--- begin Passage given ---

Covenant University drives Entrepreneurship with CEDS and Hebron Startup Labs

At Covenant University, Ota, in Ogun State of Nigeria, raising a new generation of leaders and entrepreneurs is not only a phrase used frequently among its workforce, but also a key mandate. In 2002, entrepreneurship became a compulsory subject for every student, in order to further drive that vision.

In 2005, the university established the Centre for Entrepreneurial Development Studies (CEDS) to coordinate its various interventions aimed at enhancing the students’ entrepreneurial pursuits and contributing to the development of entrepreneurship in Nigeria.

In 2016, a research conducted by an independent body, Stutern (a startup which connects interns with employers), revealed that Covenant University graduates are the most employable in Nigeria. Speaking with Outrepreneurs, Dr. Stephen Oluwatobi, Director, Centre for Entrepreneurial Development Studies (CEDS) at the University, described the report as an interesting feedback, but also said the goal is seeing the students become the largest employers of people.

Covenant University recently hosted its maiden edition of the Covenant University International Conference on Entrepreneurship, with the theme “Entrepreneurship and the Knowledge Economy.” The three-day conference took place from Monday June 12 to Wednesday June 14, 2017 and brought together entrepreneurs, investors, academics, researchers and policy makers.

Some participants at the 1st Covenant University International Conference on Entrepreneurship (#CUICE)

In his welcome address, Professor Aderemi Atayero, Vice Chancellor, said the platform was created to unleash enterprise potential and raise entrepreneurs who understand the way the knowledge economy works, stressing that the institution is a ground for raising students with an entrepreneurial mindset.

“At Covenant University, we are very deliberate about educating our students on entrepreneurship; our mission is to produce job creators, not job seekers. We pioneered entrepreneurship education in Nigeria in 2002 to cultivate global leaders and this has led to tremendous outcomes. One of such outcomes is that a lot of our graduates have become employers of labour.

“Now we are in the knowledge economy; it must be understood to maximize the opportunities therein. It is an era where initiatives have to be taken to survive. You cannot wait for the government to think for you; you will not catch up doing that. You cannot wait for things to happen; you have to take initiatives.

--- end Passage given ---
--- begin Information shown ---

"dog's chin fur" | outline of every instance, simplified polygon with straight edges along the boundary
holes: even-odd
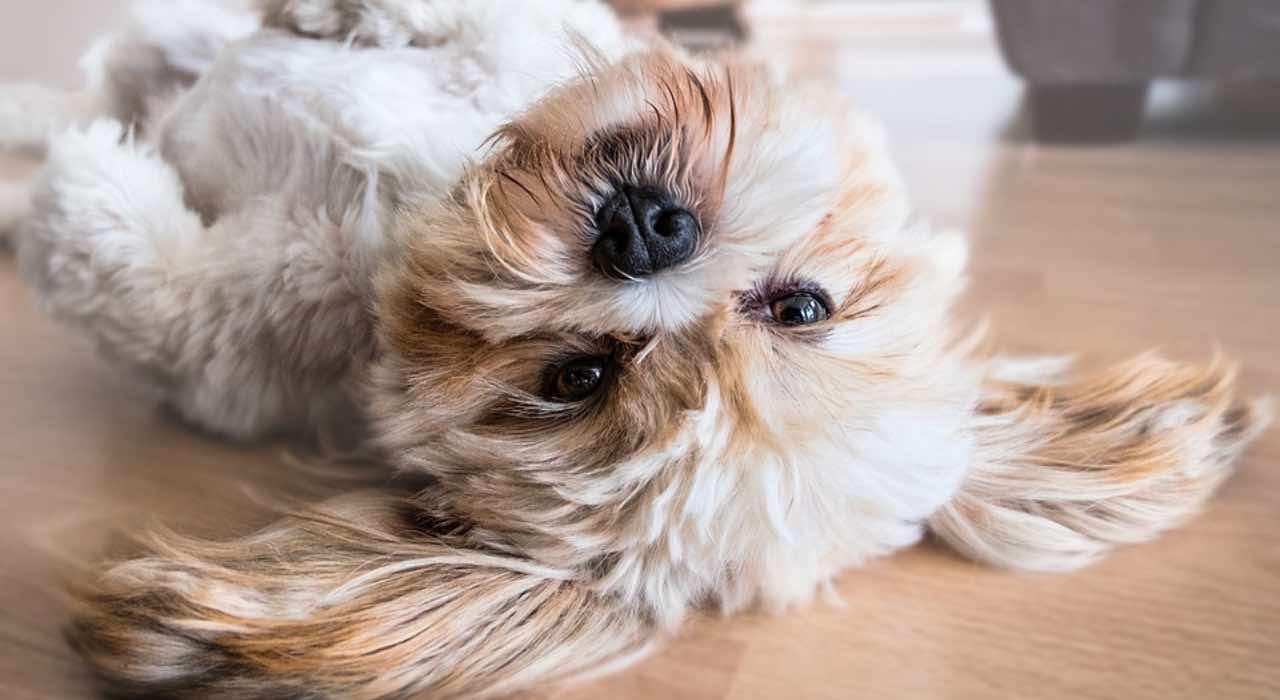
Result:
[[[828,92],[630,46],[591,3],[262,10],[236,44],[236,18],[142,22],[106,50],[77,104],[134,133],[47,145],[23,271],[193,424],[356,425],[435,485],[156,537],[83,582],[70,639],[119,688],[506,694],[625,664],[695,608],[803,603],[927,529],[1068,569],[1193,514],[1266,424],[1220,362],[973,351],[964,241],[910,220],[879,129]],[[623,184],[696,215],[691,260],[594,267]],[[774,322],[796,290],[829,319]],[[543,395],[577,356],[608,358],[603,389]]]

--- end Information shown ---

Revise the Covenant University passage between "In his welcome" and "employers of labour.", inclusive, and give that span again with "mission" replaced by "aim".

In his welcome address, Professor Aderemi Atayero, Vice Chancellor, said the platform was created to unleash enterprise potential and raise entrepreneurs who understand the way the knowledge economy works, stressing that the institution is a ground for raising students with an entrepreneurial mindset.

“At Covenant University, we are very deliberate about educating our students on entrepreneurship; our aim is to produce job creators, not job seekers. We pioneered entrepreneurship education in Nigeria in 2002 to cultivate global leaders and this has led to tremendous outcomes. One of such outcomes is that a lot of our graduates have become employers of labour.